LaQuAT attempted to solve these issues by offering a flexible data integration framework based on workflows and the Open Grid Service Infrastructure-Data Access Integration (OGSA-DAI; http://www.ogsadai.org.uk/) grid middleware. OGSA-DAI provides a set of query, transformation and delivery interfaces that support virtualization of diverse data resources, primarily relational databases, but also XML-based resources and (by developing additional modules) other data. It thus allowed us to provide the researcher with integrated virtual interfaces to the various data resources that they need to access.
LaQuAT’s results were useful from both a humanities and a computer science perspective. On the one hand, humanities researchers were able to open up new lines of enquiry by combining existing data resources, for example by discovering references to homonymous (and possibly identical) persons in different texts that could be dated to within a small number of years of one another. On the other hand, the many problems raised by integrating the human-created resources that are common to humanities research led to the development of the OGSA-DAI framework in new directions.
Nevertheless, LaQuAT also identified limitations to this approach to data integration in the case of humanities resources. In general terms, OGSA-DAI is optimized for working with data-centric resources rather than text-centric resources. The distinction here is between resources that contain significant quantities of unstructured text (text centric), and those that consist primarily of structured data such as numerical data, dates or very short text fields. Indeed, the limitations of the approach became particularly apparent when it came to working with XML files of inscriptions rather than with databases (Jackson et al. 2009).
In the humanities, researchers work more commonly with text-centric XML, essentially text documents, marked up as XML to capture document structure and some additional metadata (Nentwich 2003). Here, it is often more important to find sufficient relevant information in the texts, so that standard document retrieval techniques can be applied and adopted to deal with the specifics of handling additional structural constraints (Blanke et al. 2007).
As we saw in LaQuAT, databases are also used in the humanities to manage long text fields, whether because database technologies were easily available and understandable, or because researchers did not have the resources needed for an XML-based approach. Although relational databases have recently added text-search features, these are often insufficient for the complex tasks required in humanities research. Moreover, OGSA-DAI currently has no mechanism for promoting database text indexes to the level of the overall virtual database (although other indexes are promoted), which makes it impossible to search and retrieve lists of textual resources across various databases, ranked by how relevant these resources are to a user’s specific research need.
Thus, OGSA-DAI places limitations on the sort of work that a humanities researcher is able to do. It works well if the structural context of the information is clear and the query aims at exact matches, for example, finding Roman Emperors who are mentioned in the inscriptions of Aphrodisias. Such database-style queries require no ranking of result lists. Most often, however, humanities researchers are looking for resources for further reading. They would like to be presented with a set of resources that are organized by relevance to their research need, e.g. if they search for all Roman legal texts in one data resource that contain information on punishments for murder, which are also mentioned in papyrus documents from another data resource.

▶ _EXERCISE TASK 1_
According to the passage on LaQuAT, what kind of resources is OGSA-DAI optimized for?
The text above and the records that follow were drawn from unrelated sources.

▶ _RECORDS FOR THE EXERCISE_
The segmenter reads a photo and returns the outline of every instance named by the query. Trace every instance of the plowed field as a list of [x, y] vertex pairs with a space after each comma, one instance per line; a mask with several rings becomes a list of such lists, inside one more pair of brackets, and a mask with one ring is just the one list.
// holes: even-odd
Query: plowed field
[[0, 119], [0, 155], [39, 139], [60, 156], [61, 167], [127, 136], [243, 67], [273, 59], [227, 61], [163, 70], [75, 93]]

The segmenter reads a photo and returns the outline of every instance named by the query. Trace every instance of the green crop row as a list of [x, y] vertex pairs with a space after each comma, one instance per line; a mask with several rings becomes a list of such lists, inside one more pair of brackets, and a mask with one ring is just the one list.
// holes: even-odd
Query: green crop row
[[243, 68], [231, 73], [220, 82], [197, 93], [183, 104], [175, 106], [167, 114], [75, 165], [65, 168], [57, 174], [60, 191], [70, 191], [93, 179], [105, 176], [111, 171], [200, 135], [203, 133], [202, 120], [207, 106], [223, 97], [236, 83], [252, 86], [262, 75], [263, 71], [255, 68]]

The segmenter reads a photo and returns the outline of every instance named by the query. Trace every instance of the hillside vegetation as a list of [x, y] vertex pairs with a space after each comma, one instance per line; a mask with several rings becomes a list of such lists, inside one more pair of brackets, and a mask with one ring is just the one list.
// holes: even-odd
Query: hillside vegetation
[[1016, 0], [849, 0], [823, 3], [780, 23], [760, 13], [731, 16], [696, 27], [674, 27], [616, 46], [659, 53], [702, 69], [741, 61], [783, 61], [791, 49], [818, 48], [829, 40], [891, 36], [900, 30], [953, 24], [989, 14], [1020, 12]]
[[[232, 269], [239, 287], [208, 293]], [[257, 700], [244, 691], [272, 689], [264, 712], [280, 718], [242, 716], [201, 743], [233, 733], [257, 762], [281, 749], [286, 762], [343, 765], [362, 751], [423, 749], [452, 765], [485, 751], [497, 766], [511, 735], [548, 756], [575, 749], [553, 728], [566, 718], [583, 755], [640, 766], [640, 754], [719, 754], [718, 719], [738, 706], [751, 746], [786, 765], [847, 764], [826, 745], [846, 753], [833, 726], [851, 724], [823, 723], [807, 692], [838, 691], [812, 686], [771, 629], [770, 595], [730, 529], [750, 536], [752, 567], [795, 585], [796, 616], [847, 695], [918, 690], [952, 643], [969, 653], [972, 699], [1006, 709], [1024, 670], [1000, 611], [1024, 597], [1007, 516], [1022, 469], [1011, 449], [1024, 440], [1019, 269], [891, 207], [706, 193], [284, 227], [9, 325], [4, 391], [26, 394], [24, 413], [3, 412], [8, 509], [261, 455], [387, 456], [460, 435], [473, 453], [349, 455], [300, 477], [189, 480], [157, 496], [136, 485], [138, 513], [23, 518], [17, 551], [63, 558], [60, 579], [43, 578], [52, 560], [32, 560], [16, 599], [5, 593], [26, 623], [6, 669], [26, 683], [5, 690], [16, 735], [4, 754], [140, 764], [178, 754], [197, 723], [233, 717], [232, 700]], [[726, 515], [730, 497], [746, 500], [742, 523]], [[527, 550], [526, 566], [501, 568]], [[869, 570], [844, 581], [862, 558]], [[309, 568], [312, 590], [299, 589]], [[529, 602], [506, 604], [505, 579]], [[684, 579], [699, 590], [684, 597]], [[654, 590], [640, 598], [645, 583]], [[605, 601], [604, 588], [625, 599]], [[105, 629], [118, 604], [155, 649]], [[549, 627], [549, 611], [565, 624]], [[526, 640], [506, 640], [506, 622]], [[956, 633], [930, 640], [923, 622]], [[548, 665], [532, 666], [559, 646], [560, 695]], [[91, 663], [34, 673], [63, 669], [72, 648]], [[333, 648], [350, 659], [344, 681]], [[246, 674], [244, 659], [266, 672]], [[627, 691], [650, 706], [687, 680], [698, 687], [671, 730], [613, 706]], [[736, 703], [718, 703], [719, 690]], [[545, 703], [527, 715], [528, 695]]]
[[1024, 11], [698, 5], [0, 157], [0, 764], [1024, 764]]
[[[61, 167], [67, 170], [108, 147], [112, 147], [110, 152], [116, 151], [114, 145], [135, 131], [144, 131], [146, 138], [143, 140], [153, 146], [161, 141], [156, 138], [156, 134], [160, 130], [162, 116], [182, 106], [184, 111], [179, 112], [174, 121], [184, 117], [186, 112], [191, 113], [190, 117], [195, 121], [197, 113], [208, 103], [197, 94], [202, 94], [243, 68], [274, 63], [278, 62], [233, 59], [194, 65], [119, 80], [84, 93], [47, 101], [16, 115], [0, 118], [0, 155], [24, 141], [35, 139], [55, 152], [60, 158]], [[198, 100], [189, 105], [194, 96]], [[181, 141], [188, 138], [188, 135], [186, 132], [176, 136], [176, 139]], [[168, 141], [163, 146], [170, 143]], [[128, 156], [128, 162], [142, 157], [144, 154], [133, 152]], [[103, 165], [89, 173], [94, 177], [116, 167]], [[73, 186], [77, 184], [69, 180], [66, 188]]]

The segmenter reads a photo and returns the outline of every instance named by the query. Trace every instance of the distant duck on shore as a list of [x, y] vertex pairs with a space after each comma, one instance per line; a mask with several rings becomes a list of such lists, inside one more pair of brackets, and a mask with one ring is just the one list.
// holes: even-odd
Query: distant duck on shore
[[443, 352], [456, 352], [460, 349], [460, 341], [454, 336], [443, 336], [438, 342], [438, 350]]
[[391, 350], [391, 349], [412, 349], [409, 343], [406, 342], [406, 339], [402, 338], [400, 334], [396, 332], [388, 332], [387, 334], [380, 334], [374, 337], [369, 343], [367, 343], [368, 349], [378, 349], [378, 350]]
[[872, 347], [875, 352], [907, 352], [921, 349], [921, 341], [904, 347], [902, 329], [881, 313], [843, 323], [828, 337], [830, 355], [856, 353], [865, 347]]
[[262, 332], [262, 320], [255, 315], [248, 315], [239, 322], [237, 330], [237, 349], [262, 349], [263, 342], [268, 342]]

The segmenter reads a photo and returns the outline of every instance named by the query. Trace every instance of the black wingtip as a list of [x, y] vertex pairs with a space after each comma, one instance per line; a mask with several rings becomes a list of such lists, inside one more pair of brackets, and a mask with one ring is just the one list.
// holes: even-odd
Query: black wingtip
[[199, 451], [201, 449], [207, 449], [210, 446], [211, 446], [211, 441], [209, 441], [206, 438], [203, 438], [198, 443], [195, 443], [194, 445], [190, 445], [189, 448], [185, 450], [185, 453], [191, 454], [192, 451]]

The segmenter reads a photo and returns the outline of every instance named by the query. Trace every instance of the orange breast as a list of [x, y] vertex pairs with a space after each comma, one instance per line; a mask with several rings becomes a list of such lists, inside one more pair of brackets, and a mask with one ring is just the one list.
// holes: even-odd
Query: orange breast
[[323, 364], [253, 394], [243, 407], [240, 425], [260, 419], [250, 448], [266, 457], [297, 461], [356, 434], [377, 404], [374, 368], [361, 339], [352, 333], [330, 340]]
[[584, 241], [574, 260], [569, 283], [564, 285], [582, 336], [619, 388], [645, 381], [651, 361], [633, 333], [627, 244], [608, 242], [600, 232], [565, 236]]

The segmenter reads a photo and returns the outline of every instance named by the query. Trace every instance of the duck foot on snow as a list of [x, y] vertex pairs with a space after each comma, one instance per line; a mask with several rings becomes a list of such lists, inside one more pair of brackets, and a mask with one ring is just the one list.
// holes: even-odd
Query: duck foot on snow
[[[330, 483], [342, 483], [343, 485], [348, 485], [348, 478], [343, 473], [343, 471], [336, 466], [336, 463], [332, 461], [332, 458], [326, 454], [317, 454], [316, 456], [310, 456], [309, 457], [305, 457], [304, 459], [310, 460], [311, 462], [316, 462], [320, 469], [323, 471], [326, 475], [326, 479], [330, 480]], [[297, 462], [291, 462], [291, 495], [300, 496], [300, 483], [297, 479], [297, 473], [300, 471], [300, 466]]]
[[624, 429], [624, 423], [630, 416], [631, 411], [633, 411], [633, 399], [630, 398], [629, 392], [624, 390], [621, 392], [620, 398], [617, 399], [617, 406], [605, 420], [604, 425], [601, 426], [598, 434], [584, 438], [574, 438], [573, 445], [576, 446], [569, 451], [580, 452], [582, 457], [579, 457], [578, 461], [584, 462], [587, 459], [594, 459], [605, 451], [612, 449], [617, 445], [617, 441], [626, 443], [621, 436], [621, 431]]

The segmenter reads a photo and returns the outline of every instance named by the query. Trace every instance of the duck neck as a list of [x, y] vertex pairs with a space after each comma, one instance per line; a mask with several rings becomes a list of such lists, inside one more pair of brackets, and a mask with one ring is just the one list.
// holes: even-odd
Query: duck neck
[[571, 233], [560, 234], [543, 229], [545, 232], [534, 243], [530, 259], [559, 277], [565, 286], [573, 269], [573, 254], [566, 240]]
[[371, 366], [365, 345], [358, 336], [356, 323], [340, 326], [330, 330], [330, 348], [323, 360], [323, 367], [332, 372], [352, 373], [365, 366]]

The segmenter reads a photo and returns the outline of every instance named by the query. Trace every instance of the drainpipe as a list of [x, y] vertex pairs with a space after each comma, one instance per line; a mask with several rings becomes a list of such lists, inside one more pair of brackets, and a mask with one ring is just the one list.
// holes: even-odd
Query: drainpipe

▶ _EXERCISE TASK 2_
Echo the lines of the records, starting with the line that contains "the duck foot" and continuing through the line that contains "Query: duck foot on snow".

▶ _FINAL ANSWER 1_
Data-centric resources rather than text-centric ones.

▶ _FINAL ANSWER 2_
The segmenter reads a photo and returns the outline of every instance named by the query. Trace every instance of the duck foot on snow as a list of [x, y] vertex pairs with a space after each comma, one instance per line; a mask with several rings becomes a list of such lists, inside one more pair of brackets, and a mask with one ring is just the one list.
// holes: even-odd
Query: duck foot on snow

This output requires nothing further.